__Zitierter Text__:

|---|

Es klingt nach "lehrreichen Ableitungen", die im günstigsten Fall originell formulierte Lehrbuchweisheiten sind, und schließlich nach einem Happy End, das "beweist", dass gutes Projekt-Management trotz aller Widrigkeiten den Erfolg bringt. Zugegeben: Tom DeMarco hatte es leicht, meine Erwartungen zu übertreffen. Doch das Ausmaß, in dem ihm dies gelungen ist, ist doch berichtenswert.

Im Vorwort berichtet DeMarco, was die Grundidee seines Romans ist und wem er sie verdankt: "In den dreißiger Jahren begann der Physiker George Gamow von der University of Colorado, eine Reihe von Kurzgeschichten über einen gewissen Mr. Tompkins zu schreiben, einen Bankangestellten mittleren Alters. Mr. Tompkins ... interessierte sich für die modernen Naturwissenschaften. In schöner Regelmäßigkeit besuchte er die Abendkurse eines Physikprofessors der örtlichen Universität, um nach einer halben Stunde unweigerlich einzunicken. Beim Aufwachen fand er sich in einem anderen Universum wieder, in dem sich das eine oder andere physikalische Grundgesetz auf verblüffende Weise verändert hatte."

|---|

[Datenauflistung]
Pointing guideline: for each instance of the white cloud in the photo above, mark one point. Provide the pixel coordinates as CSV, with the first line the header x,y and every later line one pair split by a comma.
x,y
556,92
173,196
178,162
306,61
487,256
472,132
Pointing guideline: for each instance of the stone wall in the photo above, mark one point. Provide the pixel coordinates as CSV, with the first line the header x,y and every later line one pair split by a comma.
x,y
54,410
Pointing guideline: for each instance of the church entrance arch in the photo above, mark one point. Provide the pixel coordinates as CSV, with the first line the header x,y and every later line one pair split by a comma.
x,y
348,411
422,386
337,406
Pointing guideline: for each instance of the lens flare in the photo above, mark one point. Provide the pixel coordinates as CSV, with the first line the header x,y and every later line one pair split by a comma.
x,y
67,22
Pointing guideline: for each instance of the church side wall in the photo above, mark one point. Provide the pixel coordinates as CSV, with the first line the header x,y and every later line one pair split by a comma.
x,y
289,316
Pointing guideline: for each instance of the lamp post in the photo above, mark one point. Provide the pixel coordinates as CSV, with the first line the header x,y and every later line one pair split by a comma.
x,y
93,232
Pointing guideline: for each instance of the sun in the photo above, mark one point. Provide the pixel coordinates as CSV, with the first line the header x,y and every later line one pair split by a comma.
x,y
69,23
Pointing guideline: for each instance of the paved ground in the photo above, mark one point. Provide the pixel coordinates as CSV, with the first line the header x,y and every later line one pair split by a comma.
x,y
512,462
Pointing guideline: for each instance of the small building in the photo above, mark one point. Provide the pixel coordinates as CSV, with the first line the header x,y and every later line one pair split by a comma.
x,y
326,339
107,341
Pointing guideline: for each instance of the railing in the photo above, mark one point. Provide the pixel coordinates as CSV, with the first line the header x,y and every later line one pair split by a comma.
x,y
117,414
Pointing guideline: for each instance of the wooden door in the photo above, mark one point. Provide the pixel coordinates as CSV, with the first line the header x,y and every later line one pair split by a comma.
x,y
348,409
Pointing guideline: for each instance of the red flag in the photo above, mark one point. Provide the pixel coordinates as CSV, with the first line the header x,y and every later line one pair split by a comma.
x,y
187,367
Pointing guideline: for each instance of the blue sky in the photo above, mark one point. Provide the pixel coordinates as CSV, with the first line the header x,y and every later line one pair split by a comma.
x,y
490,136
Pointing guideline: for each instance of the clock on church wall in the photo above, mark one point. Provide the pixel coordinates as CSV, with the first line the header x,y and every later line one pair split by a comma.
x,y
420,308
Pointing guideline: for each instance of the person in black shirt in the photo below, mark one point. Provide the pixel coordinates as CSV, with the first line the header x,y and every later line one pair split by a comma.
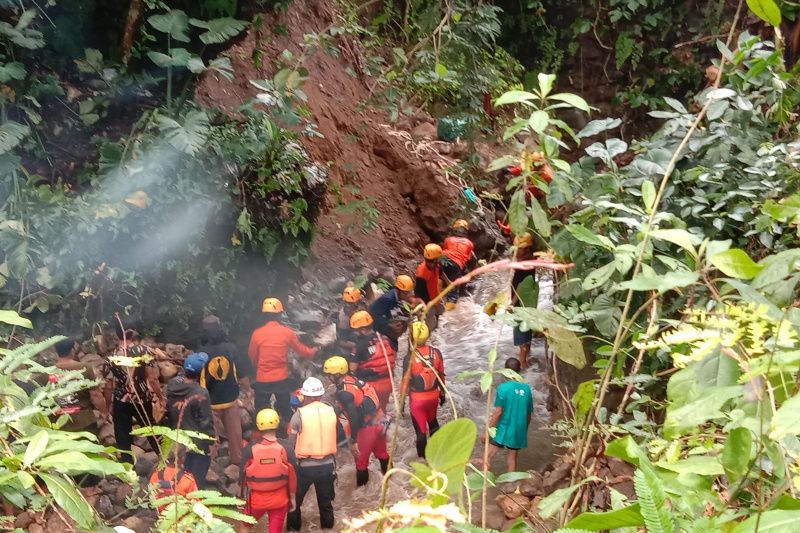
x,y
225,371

|---|

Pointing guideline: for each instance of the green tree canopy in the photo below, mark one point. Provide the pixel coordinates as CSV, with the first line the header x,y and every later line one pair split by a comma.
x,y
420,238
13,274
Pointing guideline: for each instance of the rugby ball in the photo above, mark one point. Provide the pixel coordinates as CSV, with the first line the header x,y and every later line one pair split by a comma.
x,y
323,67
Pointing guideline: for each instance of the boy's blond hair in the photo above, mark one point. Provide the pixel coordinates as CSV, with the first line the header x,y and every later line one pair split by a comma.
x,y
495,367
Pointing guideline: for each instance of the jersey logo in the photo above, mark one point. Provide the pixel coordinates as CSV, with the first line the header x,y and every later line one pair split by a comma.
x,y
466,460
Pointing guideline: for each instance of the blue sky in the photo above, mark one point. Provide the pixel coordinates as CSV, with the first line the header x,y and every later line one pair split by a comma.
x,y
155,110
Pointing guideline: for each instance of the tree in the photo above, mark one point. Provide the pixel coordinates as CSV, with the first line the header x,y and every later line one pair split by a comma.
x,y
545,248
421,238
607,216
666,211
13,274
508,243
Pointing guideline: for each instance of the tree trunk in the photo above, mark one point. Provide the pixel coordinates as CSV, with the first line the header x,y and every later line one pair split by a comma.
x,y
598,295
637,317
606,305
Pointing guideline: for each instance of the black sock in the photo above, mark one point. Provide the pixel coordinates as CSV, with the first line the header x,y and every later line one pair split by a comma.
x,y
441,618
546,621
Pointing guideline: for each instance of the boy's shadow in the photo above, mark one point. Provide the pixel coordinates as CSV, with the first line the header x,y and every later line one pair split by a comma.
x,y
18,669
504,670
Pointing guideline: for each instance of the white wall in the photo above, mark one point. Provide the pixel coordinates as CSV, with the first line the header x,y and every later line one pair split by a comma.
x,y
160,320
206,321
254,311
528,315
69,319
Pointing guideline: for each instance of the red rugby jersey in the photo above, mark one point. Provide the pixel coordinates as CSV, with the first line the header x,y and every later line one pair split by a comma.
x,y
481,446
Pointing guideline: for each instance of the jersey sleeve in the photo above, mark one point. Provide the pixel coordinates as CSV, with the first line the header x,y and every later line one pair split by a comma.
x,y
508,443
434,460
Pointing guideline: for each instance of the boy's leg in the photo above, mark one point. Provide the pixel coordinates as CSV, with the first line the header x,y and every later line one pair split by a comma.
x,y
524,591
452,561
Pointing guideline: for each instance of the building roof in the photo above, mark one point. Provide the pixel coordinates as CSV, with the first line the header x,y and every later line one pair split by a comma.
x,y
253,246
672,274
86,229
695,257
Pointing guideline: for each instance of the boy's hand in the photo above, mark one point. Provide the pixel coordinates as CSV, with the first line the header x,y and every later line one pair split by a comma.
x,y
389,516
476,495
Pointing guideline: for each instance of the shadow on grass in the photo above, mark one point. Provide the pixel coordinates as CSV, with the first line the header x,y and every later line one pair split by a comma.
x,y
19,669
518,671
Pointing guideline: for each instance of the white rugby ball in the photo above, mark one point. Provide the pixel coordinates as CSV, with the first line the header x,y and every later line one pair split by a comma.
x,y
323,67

|---|

__Arbeitsanweisungen__:
1. Erläutern Sie in einem bis drei Sätzen, warum Tom DeMarco es laut dem zitierten Text leicht hatte, die Erwartungen zu übertreffen.
2. Nennen Sie jede Zeile der Einträge, in der die Zeichenfolge „tree“ vorkommt.
Der zitierte Text und die Einträge stehen in keinem Zusammenhang miteinander.

__Gegebene Antworten__:
1. Die Erwartungen waren niedrig, denn das Buch klang nach „lehrreichen Ableitungen“, die im günstigsten Fall originell formulierte Lehrbuchweisheiten sind. Zudem ließ es ein Happy End erwarten, das „beweist“, dass gutes Projekt-Management trotz aller Widrigkeiten den Erfolg bringt.

2.
Pointing guideline: for each instance of the green tree canopy in the photo below, mark one point. Provide the pixel coordinates as CSV, with the first line the header x,y and every later line one pair split by a comma.
Pointing guideline: for each instance of the tree in the photo above, mark one point. Provide the pixel coordinates as CSV, with the first line the header x,y and every later line one pair split by a comma.
Pointing guideline: for each instance of the tree trunk in the photo above, mark one point. Provide the pixel coordinates as CSV, with the first line the header x,y and every later line one pair split by a comma.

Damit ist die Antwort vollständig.